Extrait du texte ->

↓

Seuls 45% des éditeurs interrogés ont déclaré que leurs médias  avaient une page Afrique. Cinquante pour cent ont convenu qu'il y avait des stéréotypes dans les articles qu'ils publient, malgré leur désir d'une couverture plus inspirante :

“African crisis sells, but when local media positively changes how they cover stories, broader African media will pick up on that trend.”

- Sentiments of some participants in a survey focus group for the report.

Les crises africaines se vendent, mais lorsque les médias locaux changeront dans un sens positif la façon dont ils couvrent les sujets, les médias africains au sens large vont reprendre cette tendance.

- Les opinions de certains participants à un groupe de discussion mené dans le cadre de la production du rapport.

Manque de financement et contraction des recettes

Le manque de financement pour écrire ou produire des reportages originaux s'est avéré être la plus grande contrainte. Les responsables de rédaction ont également attribué la couverture superficielle à la réduction des équipes en raison de la diminution des revenus publicitaires. Les médias dans le monde entier ont subi une baisse des revenus en raison des effets de la pandémie COVID-19. Selon le rapport de 2021 sur le marché mondial des médias papier [4]:

The outbreak of Coronavirus disease (COVID-19) has acted as a significant restraint on some of the print media markets in 2020 following reduced circulation and dwindling advertising as businesses were disrupted due to lockdowns imposed by governments globally.

L'épidémie de coronavirus (COVID-19) a agi comme une contrainte significative sur certains des marchés de la presse écrite en 2020 à la suite d'une réduction de la diffusion et de la diminution de la publicité, alors que les entreprises étaient perturbées en raison des confinements imposés par les gouvernements du monde entier.

↑

Questions d'étude ->
1. Résumez en deux phrases l'extrait sur la couverture médiatique de l'Afrique.
2. Poursuivez l'extrait sur la couverture médiatique de l'Afrique à partir de sa dernière phrase.
La liste n'est pas nécessaire pour ce travail.

Extraits de la liste ->
↓

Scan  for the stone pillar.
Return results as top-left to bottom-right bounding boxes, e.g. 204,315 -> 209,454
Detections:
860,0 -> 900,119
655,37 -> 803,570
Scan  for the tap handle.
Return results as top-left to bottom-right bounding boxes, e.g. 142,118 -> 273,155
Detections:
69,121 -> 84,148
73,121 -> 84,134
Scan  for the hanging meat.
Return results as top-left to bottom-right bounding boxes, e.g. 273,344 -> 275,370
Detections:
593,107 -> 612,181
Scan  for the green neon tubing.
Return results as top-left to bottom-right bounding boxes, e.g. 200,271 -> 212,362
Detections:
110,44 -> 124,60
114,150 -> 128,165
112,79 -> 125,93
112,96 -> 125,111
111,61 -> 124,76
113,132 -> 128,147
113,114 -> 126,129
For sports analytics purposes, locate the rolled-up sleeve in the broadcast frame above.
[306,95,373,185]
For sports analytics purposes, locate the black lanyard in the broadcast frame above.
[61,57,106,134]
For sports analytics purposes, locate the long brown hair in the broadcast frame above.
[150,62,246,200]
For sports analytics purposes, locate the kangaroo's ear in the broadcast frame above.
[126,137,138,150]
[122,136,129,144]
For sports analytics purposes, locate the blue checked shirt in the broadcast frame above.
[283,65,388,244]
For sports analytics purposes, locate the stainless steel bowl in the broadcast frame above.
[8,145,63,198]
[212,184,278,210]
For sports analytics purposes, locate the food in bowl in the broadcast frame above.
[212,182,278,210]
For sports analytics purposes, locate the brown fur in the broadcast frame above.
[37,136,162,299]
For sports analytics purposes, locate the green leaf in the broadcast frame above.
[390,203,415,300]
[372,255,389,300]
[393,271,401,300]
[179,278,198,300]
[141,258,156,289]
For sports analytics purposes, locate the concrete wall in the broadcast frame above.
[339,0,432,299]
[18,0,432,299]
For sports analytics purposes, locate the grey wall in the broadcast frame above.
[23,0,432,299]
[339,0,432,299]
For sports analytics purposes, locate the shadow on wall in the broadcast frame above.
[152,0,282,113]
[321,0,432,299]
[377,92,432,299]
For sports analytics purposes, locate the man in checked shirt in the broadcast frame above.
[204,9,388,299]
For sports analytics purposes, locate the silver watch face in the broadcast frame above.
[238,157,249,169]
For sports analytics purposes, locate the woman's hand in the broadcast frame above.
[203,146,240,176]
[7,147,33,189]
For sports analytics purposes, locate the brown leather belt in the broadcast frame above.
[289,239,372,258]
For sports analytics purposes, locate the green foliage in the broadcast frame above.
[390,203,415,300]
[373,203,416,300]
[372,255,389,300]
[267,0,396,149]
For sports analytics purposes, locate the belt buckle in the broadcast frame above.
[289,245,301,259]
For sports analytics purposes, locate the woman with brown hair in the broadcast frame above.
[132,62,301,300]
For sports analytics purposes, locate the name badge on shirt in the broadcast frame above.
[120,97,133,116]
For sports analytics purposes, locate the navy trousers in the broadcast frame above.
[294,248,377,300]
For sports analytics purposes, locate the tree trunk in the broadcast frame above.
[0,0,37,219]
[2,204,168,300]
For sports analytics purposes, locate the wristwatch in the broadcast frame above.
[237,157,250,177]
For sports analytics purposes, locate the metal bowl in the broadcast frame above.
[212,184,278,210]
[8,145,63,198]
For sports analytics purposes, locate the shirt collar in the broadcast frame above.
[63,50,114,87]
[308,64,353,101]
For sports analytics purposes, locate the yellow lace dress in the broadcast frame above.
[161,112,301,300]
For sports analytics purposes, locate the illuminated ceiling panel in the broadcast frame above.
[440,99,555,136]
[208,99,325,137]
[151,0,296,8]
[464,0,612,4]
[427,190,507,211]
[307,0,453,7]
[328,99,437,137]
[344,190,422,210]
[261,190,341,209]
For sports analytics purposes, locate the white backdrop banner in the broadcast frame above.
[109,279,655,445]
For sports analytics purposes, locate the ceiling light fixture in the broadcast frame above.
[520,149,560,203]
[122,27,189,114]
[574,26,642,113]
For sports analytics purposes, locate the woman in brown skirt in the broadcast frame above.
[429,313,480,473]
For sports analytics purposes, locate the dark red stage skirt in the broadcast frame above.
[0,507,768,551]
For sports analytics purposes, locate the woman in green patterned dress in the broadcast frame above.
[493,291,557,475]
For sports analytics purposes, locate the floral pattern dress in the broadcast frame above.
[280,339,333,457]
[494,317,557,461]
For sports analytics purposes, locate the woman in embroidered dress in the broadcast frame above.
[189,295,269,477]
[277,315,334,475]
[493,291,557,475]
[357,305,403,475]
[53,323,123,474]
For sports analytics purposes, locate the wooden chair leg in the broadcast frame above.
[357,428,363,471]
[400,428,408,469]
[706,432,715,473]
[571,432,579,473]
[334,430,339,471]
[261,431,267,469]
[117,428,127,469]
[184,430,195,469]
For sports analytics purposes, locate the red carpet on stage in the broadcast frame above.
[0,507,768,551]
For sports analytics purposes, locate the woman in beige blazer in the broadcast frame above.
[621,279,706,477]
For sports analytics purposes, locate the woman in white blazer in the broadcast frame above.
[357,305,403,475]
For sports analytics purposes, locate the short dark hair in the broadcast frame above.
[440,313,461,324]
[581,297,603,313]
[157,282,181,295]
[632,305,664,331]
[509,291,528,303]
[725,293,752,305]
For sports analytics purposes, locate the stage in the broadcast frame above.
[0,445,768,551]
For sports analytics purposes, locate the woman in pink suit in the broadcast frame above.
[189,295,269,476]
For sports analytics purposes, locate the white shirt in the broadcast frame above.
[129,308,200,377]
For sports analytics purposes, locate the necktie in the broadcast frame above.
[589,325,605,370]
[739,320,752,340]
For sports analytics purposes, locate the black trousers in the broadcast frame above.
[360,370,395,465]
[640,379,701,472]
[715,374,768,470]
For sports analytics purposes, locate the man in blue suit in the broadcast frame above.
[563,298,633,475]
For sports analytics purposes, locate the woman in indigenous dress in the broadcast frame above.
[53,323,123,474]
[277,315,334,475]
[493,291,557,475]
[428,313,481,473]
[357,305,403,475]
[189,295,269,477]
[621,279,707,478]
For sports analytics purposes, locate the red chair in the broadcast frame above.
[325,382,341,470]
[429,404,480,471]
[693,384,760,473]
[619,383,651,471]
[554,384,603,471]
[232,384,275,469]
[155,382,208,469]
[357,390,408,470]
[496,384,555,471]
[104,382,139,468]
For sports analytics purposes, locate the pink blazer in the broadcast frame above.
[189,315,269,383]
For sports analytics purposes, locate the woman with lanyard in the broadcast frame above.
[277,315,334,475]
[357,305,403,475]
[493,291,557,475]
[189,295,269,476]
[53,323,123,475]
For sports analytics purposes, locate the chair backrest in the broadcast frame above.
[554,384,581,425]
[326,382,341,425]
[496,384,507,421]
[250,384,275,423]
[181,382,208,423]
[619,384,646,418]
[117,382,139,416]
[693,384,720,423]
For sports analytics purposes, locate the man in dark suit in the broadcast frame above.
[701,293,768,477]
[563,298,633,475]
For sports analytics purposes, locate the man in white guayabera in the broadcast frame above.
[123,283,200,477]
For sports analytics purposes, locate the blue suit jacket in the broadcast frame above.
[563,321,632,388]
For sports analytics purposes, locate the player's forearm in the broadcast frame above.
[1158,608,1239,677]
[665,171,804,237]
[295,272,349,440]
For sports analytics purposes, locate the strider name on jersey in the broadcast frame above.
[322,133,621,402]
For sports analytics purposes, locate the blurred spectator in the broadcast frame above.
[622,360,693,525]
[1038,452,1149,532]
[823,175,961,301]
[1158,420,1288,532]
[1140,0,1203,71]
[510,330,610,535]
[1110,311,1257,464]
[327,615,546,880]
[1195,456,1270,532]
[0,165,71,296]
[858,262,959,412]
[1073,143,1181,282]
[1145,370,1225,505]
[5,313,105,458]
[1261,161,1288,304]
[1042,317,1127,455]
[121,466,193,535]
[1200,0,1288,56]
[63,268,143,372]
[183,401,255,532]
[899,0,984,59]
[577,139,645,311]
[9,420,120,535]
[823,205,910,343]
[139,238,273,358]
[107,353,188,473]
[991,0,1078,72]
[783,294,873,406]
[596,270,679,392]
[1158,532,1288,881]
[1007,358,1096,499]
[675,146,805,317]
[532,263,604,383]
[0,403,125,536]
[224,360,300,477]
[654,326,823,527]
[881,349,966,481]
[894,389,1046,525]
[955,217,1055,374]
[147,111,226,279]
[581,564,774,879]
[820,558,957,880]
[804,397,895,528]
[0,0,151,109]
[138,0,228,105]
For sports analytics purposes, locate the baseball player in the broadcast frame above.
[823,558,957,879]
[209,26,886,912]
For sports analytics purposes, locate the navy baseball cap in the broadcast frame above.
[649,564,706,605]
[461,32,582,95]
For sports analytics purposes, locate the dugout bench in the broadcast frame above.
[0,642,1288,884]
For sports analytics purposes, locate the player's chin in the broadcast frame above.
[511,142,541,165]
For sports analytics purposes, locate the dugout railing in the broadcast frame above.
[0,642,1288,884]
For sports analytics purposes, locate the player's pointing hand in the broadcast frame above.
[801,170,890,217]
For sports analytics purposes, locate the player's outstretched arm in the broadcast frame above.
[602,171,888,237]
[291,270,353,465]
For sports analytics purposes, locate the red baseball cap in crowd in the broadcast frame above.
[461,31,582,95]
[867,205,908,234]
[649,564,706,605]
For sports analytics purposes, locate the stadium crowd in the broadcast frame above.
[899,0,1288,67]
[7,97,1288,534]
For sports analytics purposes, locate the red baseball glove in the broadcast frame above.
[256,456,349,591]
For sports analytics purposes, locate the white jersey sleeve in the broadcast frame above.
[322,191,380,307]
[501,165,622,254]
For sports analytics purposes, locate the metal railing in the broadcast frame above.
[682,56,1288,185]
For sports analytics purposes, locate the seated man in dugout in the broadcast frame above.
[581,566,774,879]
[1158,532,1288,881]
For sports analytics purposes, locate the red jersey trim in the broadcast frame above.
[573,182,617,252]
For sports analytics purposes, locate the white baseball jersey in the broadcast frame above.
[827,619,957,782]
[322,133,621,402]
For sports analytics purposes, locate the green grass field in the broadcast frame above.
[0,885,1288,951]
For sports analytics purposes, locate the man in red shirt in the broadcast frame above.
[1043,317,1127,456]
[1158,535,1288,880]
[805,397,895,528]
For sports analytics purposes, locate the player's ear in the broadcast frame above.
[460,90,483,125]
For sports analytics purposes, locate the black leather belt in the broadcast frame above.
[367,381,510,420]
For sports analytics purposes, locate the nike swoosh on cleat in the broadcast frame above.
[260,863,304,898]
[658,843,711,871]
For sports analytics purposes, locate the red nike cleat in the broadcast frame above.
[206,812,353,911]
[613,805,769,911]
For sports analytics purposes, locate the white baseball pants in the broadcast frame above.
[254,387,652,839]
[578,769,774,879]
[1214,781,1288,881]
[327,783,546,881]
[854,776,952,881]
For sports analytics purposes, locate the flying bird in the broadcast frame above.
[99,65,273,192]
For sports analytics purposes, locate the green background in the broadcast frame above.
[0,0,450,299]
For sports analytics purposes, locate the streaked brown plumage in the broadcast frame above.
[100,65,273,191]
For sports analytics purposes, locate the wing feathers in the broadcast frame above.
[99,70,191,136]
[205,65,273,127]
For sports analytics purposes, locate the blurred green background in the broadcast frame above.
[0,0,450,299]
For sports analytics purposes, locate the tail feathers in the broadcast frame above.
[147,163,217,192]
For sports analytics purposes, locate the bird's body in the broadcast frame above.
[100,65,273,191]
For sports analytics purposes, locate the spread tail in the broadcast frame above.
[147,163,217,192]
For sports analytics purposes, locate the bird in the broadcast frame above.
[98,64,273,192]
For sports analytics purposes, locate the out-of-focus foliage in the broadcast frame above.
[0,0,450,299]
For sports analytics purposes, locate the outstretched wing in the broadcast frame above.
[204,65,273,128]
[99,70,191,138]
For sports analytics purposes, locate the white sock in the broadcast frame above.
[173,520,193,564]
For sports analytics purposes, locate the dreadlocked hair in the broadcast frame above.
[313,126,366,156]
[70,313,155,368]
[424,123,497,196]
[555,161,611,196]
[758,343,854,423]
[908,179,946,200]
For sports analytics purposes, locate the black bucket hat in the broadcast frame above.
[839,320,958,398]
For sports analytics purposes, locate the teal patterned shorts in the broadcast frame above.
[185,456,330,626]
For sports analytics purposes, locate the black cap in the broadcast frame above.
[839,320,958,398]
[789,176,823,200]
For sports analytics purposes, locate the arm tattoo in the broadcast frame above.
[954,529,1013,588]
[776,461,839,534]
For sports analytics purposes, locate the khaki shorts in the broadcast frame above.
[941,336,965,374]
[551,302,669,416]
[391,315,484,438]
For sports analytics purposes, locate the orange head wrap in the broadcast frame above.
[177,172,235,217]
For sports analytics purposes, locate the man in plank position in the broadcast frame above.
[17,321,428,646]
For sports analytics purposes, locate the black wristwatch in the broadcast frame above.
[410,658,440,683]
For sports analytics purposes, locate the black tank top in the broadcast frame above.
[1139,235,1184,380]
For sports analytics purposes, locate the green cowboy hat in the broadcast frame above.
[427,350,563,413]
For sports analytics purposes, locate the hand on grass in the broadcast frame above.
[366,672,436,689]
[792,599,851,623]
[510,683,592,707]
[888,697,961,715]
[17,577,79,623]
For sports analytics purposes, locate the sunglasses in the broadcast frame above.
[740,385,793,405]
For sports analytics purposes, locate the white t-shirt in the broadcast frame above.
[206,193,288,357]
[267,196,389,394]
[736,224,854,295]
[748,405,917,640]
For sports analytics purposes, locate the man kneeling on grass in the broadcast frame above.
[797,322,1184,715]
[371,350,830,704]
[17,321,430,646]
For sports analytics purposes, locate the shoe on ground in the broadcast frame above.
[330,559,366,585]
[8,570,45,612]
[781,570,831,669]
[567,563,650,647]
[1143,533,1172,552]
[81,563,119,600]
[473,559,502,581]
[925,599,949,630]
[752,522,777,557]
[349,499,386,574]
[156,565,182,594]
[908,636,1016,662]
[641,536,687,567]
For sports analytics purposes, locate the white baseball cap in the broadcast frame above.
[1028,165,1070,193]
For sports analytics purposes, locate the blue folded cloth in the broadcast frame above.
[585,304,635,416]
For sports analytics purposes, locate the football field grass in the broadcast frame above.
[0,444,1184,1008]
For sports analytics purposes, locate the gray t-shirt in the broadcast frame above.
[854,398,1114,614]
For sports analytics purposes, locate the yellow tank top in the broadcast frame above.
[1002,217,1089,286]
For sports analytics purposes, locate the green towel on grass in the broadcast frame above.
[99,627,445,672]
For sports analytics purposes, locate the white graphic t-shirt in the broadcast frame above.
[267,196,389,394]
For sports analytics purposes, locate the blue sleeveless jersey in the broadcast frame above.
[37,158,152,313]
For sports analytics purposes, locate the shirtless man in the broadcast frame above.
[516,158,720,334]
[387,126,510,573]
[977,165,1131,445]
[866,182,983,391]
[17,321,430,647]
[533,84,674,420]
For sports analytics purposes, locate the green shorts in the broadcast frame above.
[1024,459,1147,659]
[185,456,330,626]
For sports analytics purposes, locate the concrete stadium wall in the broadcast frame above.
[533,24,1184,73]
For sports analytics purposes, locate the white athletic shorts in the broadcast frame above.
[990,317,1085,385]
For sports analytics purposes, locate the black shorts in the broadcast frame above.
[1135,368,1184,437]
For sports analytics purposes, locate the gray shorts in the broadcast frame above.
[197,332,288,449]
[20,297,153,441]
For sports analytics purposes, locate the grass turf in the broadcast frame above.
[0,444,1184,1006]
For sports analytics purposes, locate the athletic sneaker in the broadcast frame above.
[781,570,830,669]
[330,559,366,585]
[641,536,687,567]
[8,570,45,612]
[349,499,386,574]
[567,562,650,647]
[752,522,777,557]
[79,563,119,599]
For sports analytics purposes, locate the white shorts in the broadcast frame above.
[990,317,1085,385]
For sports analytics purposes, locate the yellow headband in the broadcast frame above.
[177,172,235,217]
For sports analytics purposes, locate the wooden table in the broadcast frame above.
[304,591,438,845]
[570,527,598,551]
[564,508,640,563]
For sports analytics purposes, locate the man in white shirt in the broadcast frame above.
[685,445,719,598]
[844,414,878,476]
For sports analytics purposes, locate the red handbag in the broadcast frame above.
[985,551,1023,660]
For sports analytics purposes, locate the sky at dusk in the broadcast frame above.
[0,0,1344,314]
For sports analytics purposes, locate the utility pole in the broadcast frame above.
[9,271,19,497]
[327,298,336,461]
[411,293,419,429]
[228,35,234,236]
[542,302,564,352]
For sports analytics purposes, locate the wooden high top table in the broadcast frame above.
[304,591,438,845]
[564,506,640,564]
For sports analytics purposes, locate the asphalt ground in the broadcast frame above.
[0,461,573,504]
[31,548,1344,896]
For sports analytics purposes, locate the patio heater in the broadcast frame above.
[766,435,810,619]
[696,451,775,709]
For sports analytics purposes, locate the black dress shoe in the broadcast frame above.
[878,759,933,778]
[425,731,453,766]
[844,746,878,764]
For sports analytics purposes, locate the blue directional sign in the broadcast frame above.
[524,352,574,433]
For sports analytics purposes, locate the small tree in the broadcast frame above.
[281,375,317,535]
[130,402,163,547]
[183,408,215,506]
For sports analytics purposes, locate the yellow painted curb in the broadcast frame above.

↑

Réponses proposées ->
1. Seuls 45 % des éditeurs interrogés déclarent que leur média possède une page Afrique, et la moitié reconnaissent la présence de stéréotypes dans leurs articles, malgré leur désir d'une couverture plus inspirante. Le manque de financement pour produire des reportages originaux constitue la plus grande contrainte, tandis que la réduction des équipes due à la baisse des revenus publicitaires explique une couverture superficielle, dans un contexte où la pandémie de COVID-19 a fait chuter les revenus des médias du monde entier.

2.
Mis à part la pandémie, les modèles de financement traditionnels qui ont été le pilier de la presse écrite dans le monde entier ont implosé. Un article d'Africa Portal de mai 2020 intitulé « Journalisme en péril: atténuer l'impact du COVID-19 sur les journaux [5] » a noté que :

The traditional business model for newspapers, underpinned by advertising and circulation, has imploded. This is not a new occurrence or due to COVID-19: revenue from these two sources has been steadily declining in recent years due to the uptake of digital news and the challenging economic environment in many African countries.

Le modèle commercial traditionnel des journaux, soutenu par la publicité et le tirage, a implosé. Ce n'est pas un événement nouveau ou dû au COVID-19 : les revenus provenant de ces deux sources sont en baisse constante ces dernières années en raison du recours aux sources numériques et de l'environnement économique difficile dans de nombreux pays africains.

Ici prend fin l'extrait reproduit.